Exercise goal:
Copy the material from the line that contains "In this exercise you will spot the flat" through the end, substituting "roof" for "rooftop" and leaving everything else unchanged.
═══ Data for this exercise
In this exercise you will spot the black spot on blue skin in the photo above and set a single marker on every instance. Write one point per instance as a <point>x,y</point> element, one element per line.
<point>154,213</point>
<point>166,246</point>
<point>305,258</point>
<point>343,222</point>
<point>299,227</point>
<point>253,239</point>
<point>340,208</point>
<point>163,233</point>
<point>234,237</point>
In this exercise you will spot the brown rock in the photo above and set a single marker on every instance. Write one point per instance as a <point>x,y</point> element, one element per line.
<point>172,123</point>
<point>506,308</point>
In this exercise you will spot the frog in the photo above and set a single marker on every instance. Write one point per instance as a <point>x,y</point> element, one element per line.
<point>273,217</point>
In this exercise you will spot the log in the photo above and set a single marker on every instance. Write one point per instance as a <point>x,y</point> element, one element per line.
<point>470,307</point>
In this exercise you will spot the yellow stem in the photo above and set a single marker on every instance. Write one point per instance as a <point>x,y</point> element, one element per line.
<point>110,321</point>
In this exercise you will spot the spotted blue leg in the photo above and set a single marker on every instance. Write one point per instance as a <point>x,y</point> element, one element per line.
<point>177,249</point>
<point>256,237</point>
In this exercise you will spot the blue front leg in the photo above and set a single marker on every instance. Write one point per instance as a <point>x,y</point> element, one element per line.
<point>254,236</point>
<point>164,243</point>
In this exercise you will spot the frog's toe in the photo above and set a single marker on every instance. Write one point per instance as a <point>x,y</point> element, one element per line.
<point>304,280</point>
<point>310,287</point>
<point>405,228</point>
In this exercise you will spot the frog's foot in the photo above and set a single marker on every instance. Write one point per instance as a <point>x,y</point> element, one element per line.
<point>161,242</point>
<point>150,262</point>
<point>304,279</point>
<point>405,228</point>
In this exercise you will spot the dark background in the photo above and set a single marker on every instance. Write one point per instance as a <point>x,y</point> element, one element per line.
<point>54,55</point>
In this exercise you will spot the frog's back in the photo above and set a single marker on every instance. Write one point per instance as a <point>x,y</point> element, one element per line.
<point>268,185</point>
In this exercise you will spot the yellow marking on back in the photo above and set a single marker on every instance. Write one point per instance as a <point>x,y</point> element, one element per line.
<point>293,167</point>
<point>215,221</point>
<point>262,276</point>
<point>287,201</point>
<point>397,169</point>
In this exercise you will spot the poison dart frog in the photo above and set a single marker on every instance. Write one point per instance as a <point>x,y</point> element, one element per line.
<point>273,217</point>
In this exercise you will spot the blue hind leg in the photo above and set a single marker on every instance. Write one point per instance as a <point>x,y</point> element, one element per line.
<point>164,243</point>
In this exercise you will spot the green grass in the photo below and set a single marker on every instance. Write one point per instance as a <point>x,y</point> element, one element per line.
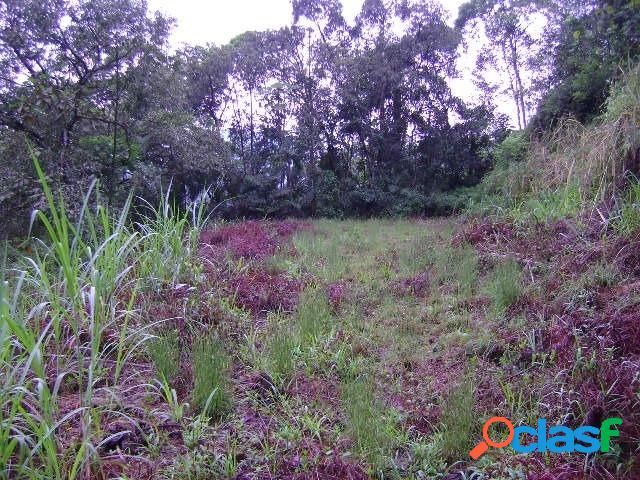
<point>313,315</point>
<point>165,352</point>
<point>505,285</point>
<point>459,421</point>
<point>368,424</point>
<point>67,310</point>
<point>211,387</point>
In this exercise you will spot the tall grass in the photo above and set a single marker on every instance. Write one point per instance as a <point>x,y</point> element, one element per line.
<point>575,167</point>
<point>68,327</point>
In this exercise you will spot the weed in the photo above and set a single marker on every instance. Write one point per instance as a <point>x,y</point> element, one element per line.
<point>165,353</point>
<point>280,354</point>
<point>459,421</point>
<point>211,394</point>
<point>366,421</point>
<point>505,285</point>
<point>313,314</point>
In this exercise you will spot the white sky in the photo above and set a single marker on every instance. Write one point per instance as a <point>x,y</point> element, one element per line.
<point>218,21</point>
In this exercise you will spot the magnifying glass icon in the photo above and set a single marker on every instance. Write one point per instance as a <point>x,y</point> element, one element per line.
<point>482,447</point>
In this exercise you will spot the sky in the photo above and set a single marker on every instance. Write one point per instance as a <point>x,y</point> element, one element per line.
<point>217,21</point>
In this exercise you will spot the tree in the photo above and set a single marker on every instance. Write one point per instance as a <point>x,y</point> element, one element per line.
<point>507,25</point>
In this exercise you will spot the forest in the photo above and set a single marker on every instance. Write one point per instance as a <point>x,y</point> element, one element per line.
<point>319,118</point>
<point>309,253</point>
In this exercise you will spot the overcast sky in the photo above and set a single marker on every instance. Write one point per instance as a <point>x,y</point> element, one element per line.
<point>218,21</point>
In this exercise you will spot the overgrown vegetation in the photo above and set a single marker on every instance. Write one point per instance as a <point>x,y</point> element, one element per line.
<point>144,338</point>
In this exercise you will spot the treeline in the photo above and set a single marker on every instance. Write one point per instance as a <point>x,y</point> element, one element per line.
<point>323,117</point>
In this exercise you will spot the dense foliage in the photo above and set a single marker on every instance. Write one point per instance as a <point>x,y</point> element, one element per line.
<point>324,117</point>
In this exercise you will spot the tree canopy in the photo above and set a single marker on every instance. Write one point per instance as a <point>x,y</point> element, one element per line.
<point>321,117</point>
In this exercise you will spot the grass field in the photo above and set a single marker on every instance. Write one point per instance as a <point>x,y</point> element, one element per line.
<point>324,349</point>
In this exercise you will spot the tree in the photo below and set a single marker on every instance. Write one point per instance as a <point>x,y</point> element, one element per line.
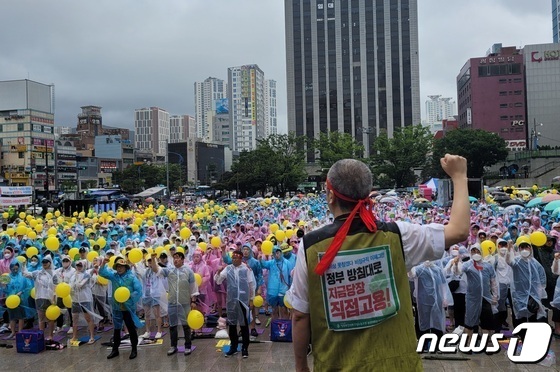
<point>334,146</point>
<point>479,147</point>
<point>397,157</point>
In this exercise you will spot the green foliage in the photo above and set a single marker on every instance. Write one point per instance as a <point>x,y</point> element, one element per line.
<point>335,146</point>
<point>479,147</point>
<point>278,162</point>
<point>396,158</point>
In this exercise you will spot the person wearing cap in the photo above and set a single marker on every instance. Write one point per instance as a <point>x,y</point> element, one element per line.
<point>183,292</point>
<point>44,280</point>
<point>63,275</point>
<point>122,276</point>
<point>529,282</point>
<point>317,313</point>
<point>279,281</point>
<point>241,286</point>
<point>504,276</point>
<point>82,299</point>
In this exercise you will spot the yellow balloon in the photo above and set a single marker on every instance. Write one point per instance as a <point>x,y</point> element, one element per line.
<point>52,243</point>
<point>538,238</point>
<point>135,255</point>
<point>216,241</point>
<point>92,256</point>
<point>62,290</point>
<point>197,279</point>
<point>280,235</point>
<point>52,312</point>
<point>258,301</point>
<point>266,247</point>
<point>185,233</point>
<point>195,319</point>
<point>31,251</point>
<point>67,301</point>
<point>13,301</point>
<point>122,294</point>
<point>487,247</point>
<point>203,246</point>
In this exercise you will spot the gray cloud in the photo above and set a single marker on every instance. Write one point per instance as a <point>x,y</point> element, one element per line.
<point>128,54</point>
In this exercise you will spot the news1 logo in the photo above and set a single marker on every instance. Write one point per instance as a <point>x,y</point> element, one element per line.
<point>535,343</point>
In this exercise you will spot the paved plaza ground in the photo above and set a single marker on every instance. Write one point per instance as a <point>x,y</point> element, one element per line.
<point>268,356</point>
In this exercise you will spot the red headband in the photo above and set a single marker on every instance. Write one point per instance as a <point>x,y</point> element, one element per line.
<point>365,214</point>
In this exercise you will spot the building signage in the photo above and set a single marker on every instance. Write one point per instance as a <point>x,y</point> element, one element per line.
<point>548,55</point>
<point>516,144</point>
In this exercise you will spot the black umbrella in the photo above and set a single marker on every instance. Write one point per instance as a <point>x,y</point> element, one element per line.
<point>513,202</point>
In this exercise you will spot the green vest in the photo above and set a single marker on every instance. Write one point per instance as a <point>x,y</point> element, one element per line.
<point>387,346</point>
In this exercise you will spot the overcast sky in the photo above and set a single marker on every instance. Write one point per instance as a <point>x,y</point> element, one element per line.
<point>128,54</point>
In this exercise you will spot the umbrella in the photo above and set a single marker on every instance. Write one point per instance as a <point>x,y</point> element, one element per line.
<point>513,207</point>
<point>550,197</point>
<point>534,202</point>
<point>552,205</point>
<point>513,202</point>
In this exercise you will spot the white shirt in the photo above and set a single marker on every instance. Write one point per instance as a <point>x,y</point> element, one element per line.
<point>420,243</point>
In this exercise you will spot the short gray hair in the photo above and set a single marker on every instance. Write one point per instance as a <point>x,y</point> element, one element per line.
<point>351,178</point>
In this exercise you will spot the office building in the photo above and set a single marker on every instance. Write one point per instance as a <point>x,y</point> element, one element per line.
<point>152,131</point>
<point>27,134</point>
<point>491,95</point>
<point>206,94</point>
<point>352,67</point>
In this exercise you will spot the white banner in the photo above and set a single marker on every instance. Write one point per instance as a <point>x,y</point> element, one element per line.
<point>16,190</point>
<point>6,202</point>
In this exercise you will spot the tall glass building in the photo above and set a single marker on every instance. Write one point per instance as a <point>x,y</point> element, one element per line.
<point>352,66</point>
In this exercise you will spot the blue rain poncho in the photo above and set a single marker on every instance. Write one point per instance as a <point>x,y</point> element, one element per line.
<point>432,295</point>
<point>130,281</point>
<point>529,279</point>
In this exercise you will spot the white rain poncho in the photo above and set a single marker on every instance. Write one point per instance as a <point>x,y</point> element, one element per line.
<point>240,289</point>
<point>432,295</point>
<point>529,279</point>
<point>153,289</point>
<point>182,286</point>
<point>481,284</point>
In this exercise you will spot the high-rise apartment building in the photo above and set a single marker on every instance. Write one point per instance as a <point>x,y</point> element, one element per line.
<point>556,21</point>
<point>246,87</point>
<point>27,134</point>
<point>181,127</point>
<point>352,66</point>
<point>206,94</point>
<point>152,131</point>
<point>271,114</point>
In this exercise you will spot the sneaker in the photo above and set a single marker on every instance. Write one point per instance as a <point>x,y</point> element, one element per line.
<point>231,352</point>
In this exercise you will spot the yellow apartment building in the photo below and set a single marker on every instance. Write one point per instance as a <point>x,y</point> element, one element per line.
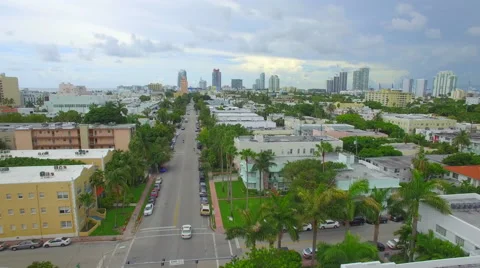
<point>42,202</point>
<point>74,136</point>
<point>410,122</point>
<point>9,89</point>
<point>96,157</point>
<point>389,98</point>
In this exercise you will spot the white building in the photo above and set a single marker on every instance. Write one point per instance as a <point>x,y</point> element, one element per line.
<point>462,227</point>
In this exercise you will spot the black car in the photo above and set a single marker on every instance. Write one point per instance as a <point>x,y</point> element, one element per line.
<point>383,219</point>
<point>357,221</point>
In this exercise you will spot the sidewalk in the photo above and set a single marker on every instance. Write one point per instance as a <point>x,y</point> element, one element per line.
<point>131,226</point>
<point>216,209</point>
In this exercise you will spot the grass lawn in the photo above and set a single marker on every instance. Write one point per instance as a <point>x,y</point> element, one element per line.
<point>253,204</point>
<point>107,227</point>
<point>239,190</point>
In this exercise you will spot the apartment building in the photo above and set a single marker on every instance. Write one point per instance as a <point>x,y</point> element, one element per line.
<point>96,157</point>
<point>38,202</point>
<point>410,122</point>
<point>74,136</point>
<point>389,98</point>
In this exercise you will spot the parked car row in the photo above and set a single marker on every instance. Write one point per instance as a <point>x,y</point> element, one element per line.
<point>36,243</point>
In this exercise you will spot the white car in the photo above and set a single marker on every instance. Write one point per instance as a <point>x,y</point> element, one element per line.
<point>186,231</point>
<point>57,242</point>
<point>329,224</point>
<point>148,210</point>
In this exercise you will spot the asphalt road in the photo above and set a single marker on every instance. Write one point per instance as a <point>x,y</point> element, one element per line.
<point>158,236</point>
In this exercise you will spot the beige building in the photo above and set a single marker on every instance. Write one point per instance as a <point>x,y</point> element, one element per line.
<point>73,136</point>
<point>9,90</point>
<point>42,202</point>
<point>389,98</point>
<point>410,122</point>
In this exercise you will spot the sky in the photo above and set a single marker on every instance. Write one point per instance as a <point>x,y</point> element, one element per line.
<point>105,43</point>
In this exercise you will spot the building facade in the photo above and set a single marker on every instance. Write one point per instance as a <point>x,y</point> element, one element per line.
<point>389,98</point>
<point>444,83</point>
<point>9,91</point>
<point>73,136</point>
<point>42,202</point>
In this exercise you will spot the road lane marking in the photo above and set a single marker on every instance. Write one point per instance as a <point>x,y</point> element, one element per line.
<point>215,248</point>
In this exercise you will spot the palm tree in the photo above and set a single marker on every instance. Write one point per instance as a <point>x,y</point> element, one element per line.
<point>86,200</point>
<point>350,250</point>
<point>412,193</point>
<point>462,139</point>
<point>318,206</point>
<point>263,162</point>
<point>322,149</point>
<point>355,200</point>
<point>281,215</point>
<point>381,196</point>
<point>253,229</point>
<point>247,155</point>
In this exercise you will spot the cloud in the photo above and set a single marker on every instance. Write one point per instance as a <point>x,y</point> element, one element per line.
<point>474,31</point>
<point>414,20</point>
<point>133,49</point>
<point>433,33</point>
<point>48,53</point>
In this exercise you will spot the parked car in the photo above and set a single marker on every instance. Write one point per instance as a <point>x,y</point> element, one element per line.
<point>383,219</point>
<point>34,243</point>
<point>357,221</point>
<point>58,242</point>
<point>148,210</point>
<point>3,246</point>
<point>329,224</point>
<point>186,231</point>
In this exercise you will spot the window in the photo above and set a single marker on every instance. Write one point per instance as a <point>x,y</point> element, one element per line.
<point>65,224</point>
<point>64,210</point>
<point>62,195</point>
<point>439,229</point>
<point>459,241</point>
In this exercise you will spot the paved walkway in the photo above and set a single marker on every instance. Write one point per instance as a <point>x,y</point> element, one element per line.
<point>216,208</point>
<point>131,226</point>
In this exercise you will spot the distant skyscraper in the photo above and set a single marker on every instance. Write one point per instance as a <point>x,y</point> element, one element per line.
<point>420,88</point>
<point>217,79</point>
<point>237,84</point>
<point>274,83</point>
<point>360,79</point>
<point>444,83</point>
<point>407,85</point>
<point>181,73</point>
<point>343,81</point>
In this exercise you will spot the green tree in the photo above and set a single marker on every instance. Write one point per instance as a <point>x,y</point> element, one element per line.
<point>350,250</point>
<point>280,213</point>
<point>247,155</point>
<point>264,258</point>
<point>412,193</point>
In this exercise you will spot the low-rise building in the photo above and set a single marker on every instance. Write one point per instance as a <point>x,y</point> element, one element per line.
<point>73,136</point>
<point>462,227</point>
<point>96,157</point>
<point>38,202</point>
<point>410,122</point>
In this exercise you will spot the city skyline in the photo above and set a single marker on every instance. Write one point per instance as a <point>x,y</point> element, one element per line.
<point>100,49</point>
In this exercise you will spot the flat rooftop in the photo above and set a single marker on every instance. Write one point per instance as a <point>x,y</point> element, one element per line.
<point>60,154</point>
<point>19,175</point>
══════
Finished exercise:
In this exercise you will spot the flat roof in the photo above and set a single marker on every instance. Write one point per instance as a <point>x,y</point> element, one element per line.
<point>60,154</point>
<point>19,175</point>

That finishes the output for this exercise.